_PASSAGE PROVIDED_

I’ve wrestled with whether or not to share my heart here in this little white box, but the truth is that no matter where I am, I’m me. Real and imperfect, so you’re about to see a tiny glimpse of my heart. I meant to share it last Thursday, so right now I’m not sitting in seat 14a, but just imagine that’s where I am ok? ;)

Hi, you. Yes you. You might be the one currently walking down the street just holding your android trying to keep yourself occupied before the next busy thing comes your way. You might be sitting in the waiting room of an office for your next appointment, or perhaps you’re the mom who just got your baby down for a nap and have a solid twenty (maybe) minutes of silence before the unavoidable 5pm rolls around and the “mom, what’s for dinner!?” begins and the chaos ensues. Or maybe, maybe you’re the one who is wandering. Like, wandering in the sense that you’re thinking to yourself, “Well I remember clicking on that link, then that one, and ooooooh, maybe that’s how I stumbled on this blog.” Aka, it’s the hashtag I like to call: #ninetysevenlinkslaterandihavenoideahowigothere.

Followed by the hashtag #andistilldon’tknowwherei’mgoing.

 But before I just dive right in to the nitty gritty, the really not so pretty pieces of my heart, let’s just start well…at real. And let’s stay there. Ok? Let’s just agree to stay real. No sugar coated rims. So let’s just start at real.

Real is this. Real is that ten minutes ago I almost completely launched into an absolute neurotic state when every ounce of my irritable, exhausted being wanted to jump out of my seat at 14a and turn around to the human being seated in seat 15a and say, “Would you please kindly stop kicking my seat?” I mean I pray that’s what would have come out of my mouth because what I was thinking was, “Knock it off! I was sleeping and you woke me up, kicked my seat and I probably have whiplash from it. Thank you very much.”

Ok, perfect. So now that you know what my situation was ten minutes ago before I decided that grace is far more powerful than frustration, I quieted my tongue and didn’t say a word, pulled out my laptop and quietly thanked the woman next to me rapidly powering through the latest travel magazine’s crossword puzzle. For those of you who want to know, the clue for 2. Down is “citrus quencher.”

On that note. The sunset is absolutely glamorous tonight. It’s a peachy shade, almost like a dried nectarine with an ombre tint, radiating from the core of the sun out across the horizon, spilling out into the clouds that fill the foreground all the way to my oval window. It’s beautiful. Absolutely beautiful.

_RECORDS SHOWN_
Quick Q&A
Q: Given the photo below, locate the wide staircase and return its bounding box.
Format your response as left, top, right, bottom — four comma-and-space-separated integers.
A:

---

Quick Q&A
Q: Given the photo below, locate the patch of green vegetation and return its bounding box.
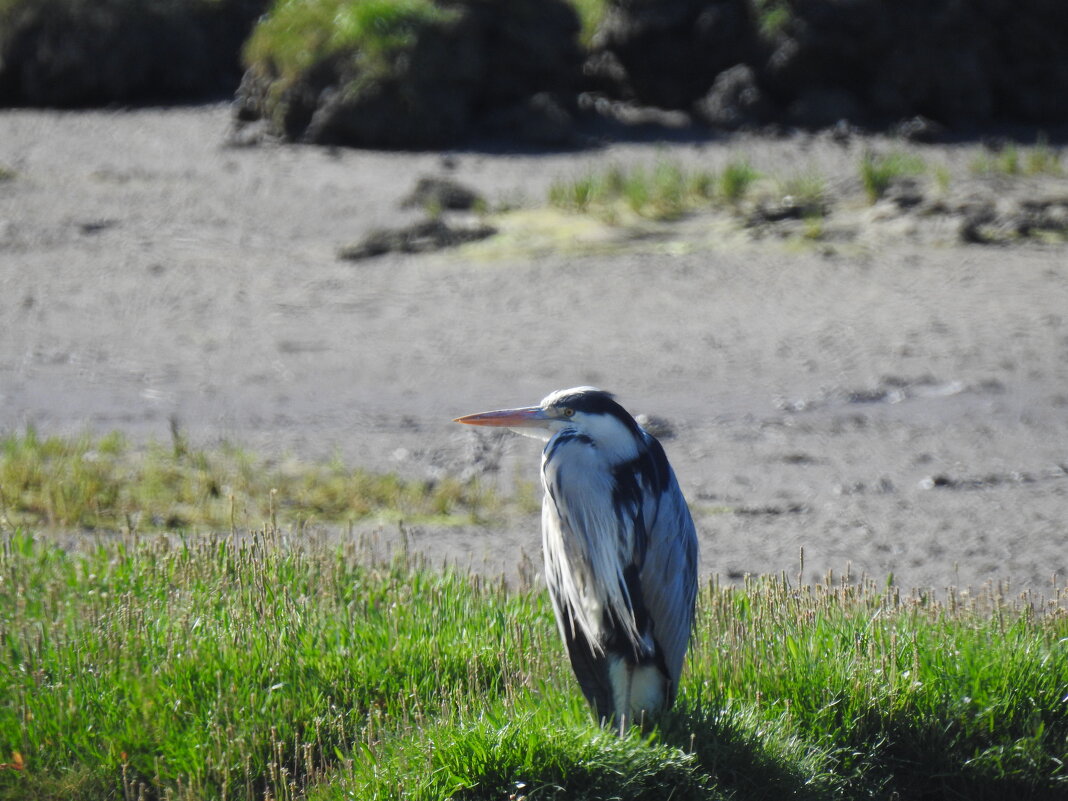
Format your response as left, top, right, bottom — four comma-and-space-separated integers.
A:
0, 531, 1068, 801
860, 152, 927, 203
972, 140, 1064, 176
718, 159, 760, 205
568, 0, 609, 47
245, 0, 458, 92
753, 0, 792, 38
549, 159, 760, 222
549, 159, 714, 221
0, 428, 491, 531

--

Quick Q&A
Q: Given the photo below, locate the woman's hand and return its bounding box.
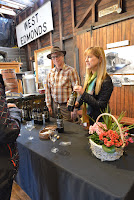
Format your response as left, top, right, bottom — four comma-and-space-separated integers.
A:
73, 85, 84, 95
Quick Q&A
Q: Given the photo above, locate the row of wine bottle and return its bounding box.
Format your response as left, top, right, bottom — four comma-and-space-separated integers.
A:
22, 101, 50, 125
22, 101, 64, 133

_WHAT IS EXPECTED_
Can you resume the blog post written from seat 14a, starting right after its final sentence? The records have nothing to do with the blog post.

_ANSWER SPACE_
Let me just tell you that this is draft number 85 that I have started to write and just couldn’t find the words. Simply because well, when I write, it’s being vulnerable. And that’s scary. It’s absolutely terrifying to write from a place so tender, a place so vulnerable and a place so absolutely imperfect.

About six months ago to the date, my life and heart was stripped bare. My soul was naked, so to speak. I was literally in a place of having days where I didn’t get out of bed. I didn’t see any point to life, any point to eating, drinking, opening my window shade to let in the morning light, any point to even put two feet in front of the other. It was dark, lonely, and I spent days crying more tears than I knew my body could produce. Finally there was a day when I was able to face some things and when I finally had the courage to face life head on, I looked at myself in the mirror and didn’t even recognize myself. My life had become something outside of what I thought it was supposed to be in my little “perfect” box of dreams and desires that I thought were enough.

I remember a day in May when I was on my knees, my forehead planted against the carpet in my room with my arms outstretched and palms up, and I just sobbed tears that seemed to come from a never ending waterfall. But for some reason, those tears were different than the rest. They were redeeming. They were the beginning. The beginning of the end of a time in my life that I thought was “enough”.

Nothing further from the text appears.